• **What you need to do**:
Reproduce the following lines verbatim, covering every item, and omit the pictures from your answer.

Collected data entries
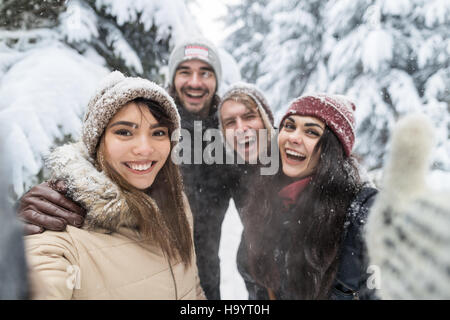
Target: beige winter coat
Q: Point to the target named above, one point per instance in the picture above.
(96, 263)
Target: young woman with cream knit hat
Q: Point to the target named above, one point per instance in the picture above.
(309, 244)
(136, 242)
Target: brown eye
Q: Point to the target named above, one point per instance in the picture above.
(313, 132)
(123, 132)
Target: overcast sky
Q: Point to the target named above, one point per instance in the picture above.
(207, 13)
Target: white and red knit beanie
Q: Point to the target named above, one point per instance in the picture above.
(335, 110)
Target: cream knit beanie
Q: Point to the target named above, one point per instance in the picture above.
(114, 92)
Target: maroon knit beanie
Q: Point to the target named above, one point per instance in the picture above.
(336, 111)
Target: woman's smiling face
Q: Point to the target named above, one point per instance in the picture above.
(297, 139)
(136, 145)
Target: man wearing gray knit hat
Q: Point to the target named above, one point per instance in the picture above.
(195, 73)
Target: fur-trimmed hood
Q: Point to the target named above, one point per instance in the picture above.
(105, 203)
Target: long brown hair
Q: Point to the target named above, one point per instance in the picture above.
(160, 211)
(298, 252)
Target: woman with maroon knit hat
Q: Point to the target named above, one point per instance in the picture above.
(310, 246)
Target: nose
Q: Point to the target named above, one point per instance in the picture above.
(241, 126)
(195, 80)
(143, 146)
(295, 138)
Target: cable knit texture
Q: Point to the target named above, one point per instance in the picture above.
(114, 92)
(407, 232)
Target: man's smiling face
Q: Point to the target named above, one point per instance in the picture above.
(195, 84)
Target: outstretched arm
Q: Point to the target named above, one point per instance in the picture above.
(44, 208)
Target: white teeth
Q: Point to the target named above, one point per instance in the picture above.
(295, 154)
(247, 140)
(196, 95)
(140, 167)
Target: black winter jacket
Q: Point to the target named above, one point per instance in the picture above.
(207, 188)
(352, 273)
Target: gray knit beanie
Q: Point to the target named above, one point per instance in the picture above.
(253, 92)
(408, 228)
(195, 49)
(114, 91)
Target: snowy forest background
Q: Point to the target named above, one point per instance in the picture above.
(390, 57)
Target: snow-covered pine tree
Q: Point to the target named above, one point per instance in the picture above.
(250, 23)
(131, 36)
(54, 52)
(391, 57)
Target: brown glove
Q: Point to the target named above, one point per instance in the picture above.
(44, 208)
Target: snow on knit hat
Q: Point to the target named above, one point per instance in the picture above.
(195, 49)
(335, 110)
(256, 95)
(407, 230)
(114, 91)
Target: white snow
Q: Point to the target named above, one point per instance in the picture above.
(42, 98)
(232, 286)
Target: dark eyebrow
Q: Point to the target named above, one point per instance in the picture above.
(310, 124)
(124, 123)
(183, 68)
(207, 69)
(134, 125)
(201, 68)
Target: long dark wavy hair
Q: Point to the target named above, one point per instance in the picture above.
(295, 253)
(165, 224)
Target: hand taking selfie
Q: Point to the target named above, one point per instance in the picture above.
(43, 208)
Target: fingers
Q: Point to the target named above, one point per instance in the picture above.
(54, 197)
(36, 221)
(30, 229)
(47, 212)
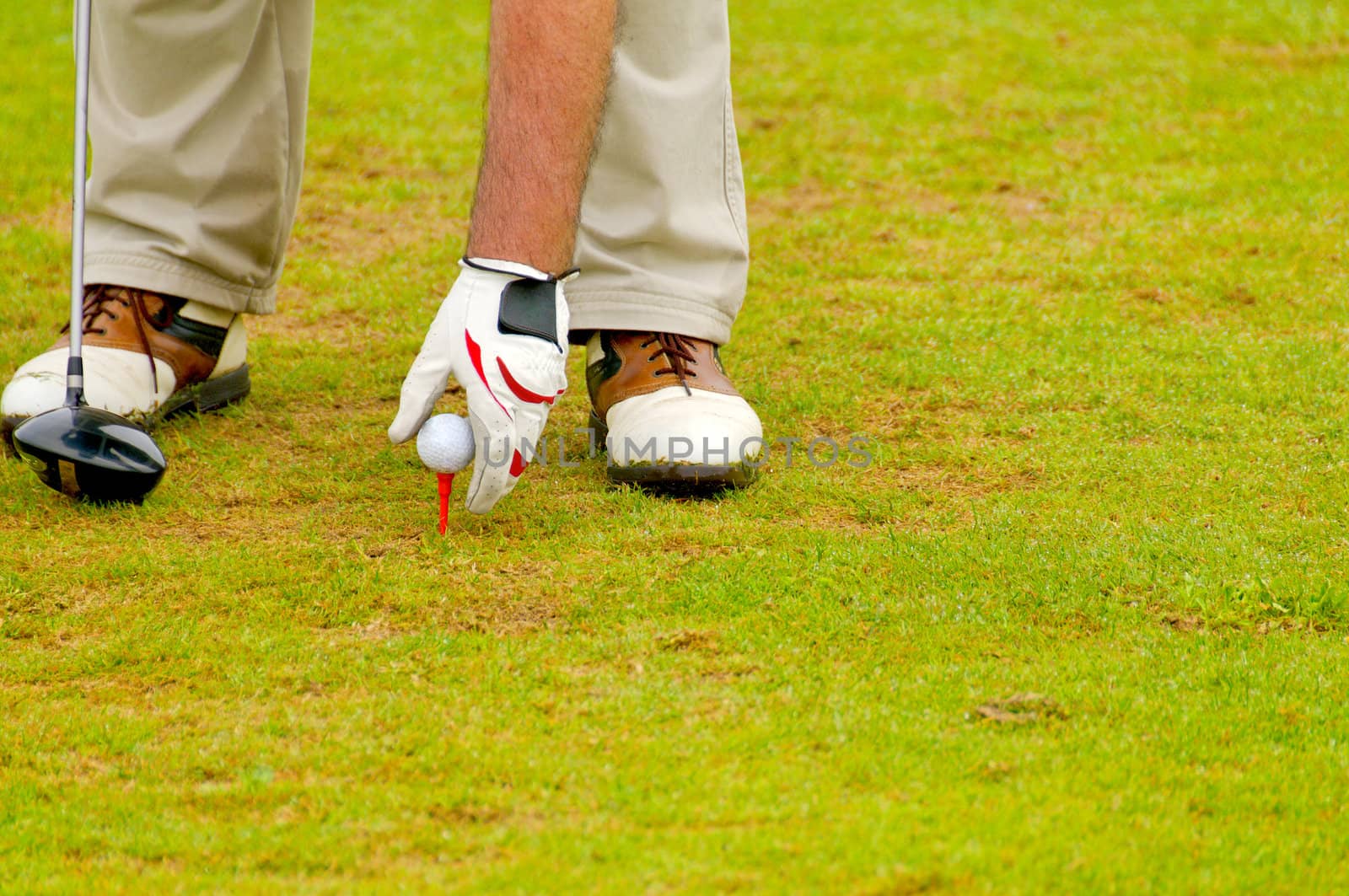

• **Reply to the exercise**:
Target: beige winter coat
Q: Point to the target named above, one point per instance in the picture above.
(96, 263)
Target: young woman with cream knit hat
Q: Point to the target named above, one point per instance in the picture above.
(309, 244)
(136, 242)
Target: brown eye
Q: Point to the target named above, one point per instance in the picture above.
(313, 132)
(123, 132)
Target: overcast sky
Q: Point to the target named above, one point per instance in the picture above.
(207, 13)
Target: white and red knit beanie
Q: Point to the target named above, one point per instance in the picture above.
(335, 110)
Target: cream knit beanie
Q: Point to the target named above, one point per instance in the picture above.
(114, 92)
Target: maroon knit beanie
Q: Point to the target named above, one point per instance in the picture above.
(336, 111)
Target: woman's smiling face
Q: Point to the target named above, one point per instance in the picture above.
(297, 139)
(136, 145)
Target: man wearing gray knit hat
Q: Point to the target named above, one point per instance in the picture above.
(195, 73)
Target: fur-trimmed hood
Q: Point to the target named above, one point per instance in the picture above.
(105, 203)
Target: long brown hair
Q: Point to the target named above, one point per instance in the picture above.
(160, 211)
(298, 252)
Target: woman with maroon knit hat
Q: Point to the target named above, one point per instance in the picture above.
(310, 246)
Target: nose
Q: Point to the target named above, one point per instance in the picture above.
(241, 126)
(195, 80)
(143, 146)
(295, 138)
Target: cable knit texture
Q: Point to the target named above, one point per instance in the picture above.
(114, 92)
(407, 232)
Target: man's smiling face
Q: Point to the target named above, one point per instance in the picture above.
(195, 84)
Target: outstretched arm
Q: Point to the target named above, one point per instance in the picture above.
(44, 208)
Target: white teeth
Q: Point to the target named above, one point per instance in the picture above.
(295, 154)
(247, 140)
(196, 95)
(140, 167)
Target: black winter jacket
Q: Point to the target named above, one point per instance in the picture above.
(207, 188)
(352, 273)
Target: gray knit beanie
Q: Point to the target named above, one point per instance in the picture above.
(253, 92)
(408, 228)
(195, 49)
(114, 91)
Target: snowy forest background
Q: Point to the target named above, one point per instance in the picture above.
(390, 57)
Target: snow-covered pine tree
Q: Point to the target named above, one point per instance in the picture above.
(250, 23)
(131, 36)
(54, 52)
(391, 57)
Target: brown glove
Q: Point to the target named above, one point per instance in the picture above.
(44, 208)
Target: snow on knit hat
Q: Point to the target named above, one point per instance in the picture above.
(195, 49)
(335, 110)
(256, 95)
(407, 230)
(114, 91)
Target: white snow
Q: Point to the target named above, one point per instance in the picture above.
(42, 98)
(232, 286)
Target: dark eyebrow
Q: Point to the target named above, one point per instance in the picture above.
(310, 124)
(124, 123)
(183, 68)
(207, 69)
(134, 125)
(201, 68)
Target: long dark wavy hair
Q: Point to the target named above, one point per instance in the picture above.
(295, 253)
(165, 224)
Target: hand taking selfie
Q: Point to the target named above, one point per instance in the picture above.
(43, 208)
Target: fingers
Q: Point to the target named above, one point per instance in the picture above.
(54, 197)
(36, 221)
(30, 229)
(47, 212)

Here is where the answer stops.